JOB: Reproduce verbatim every line from the one containing "field in this photo." through the end of the rows, including both of these ends.
##############################
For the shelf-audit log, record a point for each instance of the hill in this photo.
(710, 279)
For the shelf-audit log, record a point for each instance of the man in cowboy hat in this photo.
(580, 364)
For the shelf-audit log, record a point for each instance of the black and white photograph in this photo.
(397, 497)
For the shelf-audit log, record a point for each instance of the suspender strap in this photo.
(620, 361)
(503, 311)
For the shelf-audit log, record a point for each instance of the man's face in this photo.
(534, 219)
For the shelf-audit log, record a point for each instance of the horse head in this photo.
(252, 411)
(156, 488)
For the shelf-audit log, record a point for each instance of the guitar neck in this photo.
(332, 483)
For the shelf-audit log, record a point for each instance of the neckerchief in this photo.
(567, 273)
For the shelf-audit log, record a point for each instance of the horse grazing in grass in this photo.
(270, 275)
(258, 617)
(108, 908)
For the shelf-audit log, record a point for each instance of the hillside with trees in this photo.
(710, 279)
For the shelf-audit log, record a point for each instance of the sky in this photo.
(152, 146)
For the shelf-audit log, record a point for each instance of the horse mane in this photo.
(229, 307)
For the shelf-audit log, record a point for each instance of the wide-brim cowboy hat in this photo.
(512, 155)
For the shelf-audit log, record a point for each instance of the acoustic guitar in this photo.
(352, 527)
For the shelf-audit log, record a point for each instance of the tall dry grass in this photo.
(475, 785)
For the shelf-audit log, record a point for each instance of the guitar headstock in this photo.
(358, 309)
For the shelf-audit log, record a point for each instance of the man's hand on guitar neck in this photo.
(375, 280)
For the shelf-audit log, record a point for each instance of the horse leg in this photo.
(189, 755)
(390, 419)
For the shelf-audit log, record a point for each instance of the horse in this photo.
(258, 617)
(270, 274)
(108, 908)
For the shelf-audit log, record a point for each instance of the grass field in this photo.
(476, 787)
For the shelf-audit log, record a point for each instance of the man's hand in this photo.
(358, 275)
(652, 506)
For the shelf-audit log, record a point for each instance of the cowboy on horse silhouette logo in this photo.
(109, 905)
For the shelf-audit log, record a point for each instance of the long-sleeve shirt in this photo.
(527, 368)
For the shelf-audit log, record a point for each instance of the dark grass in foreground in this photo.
##############################
RESULT FOR THIS TASK:
For the shelf-audit log, record a point for each instance of the grass field in this photo.
(476, 787)
For the shelf-audit log, record a point for each instance of the man's hand in this photo.
(358, 275)
(652, 506)
For the shelf-audit log, record a point for each instance of the cowboy on horse silhouette logo in this photo.
(109, 905)
For the shelf-audit log, record a point for each instance of the long-sleeve shirt in this photo.
(527, 368)
For the shelf-audit log, record a point for each instance of the dark grass in foreground in this photo.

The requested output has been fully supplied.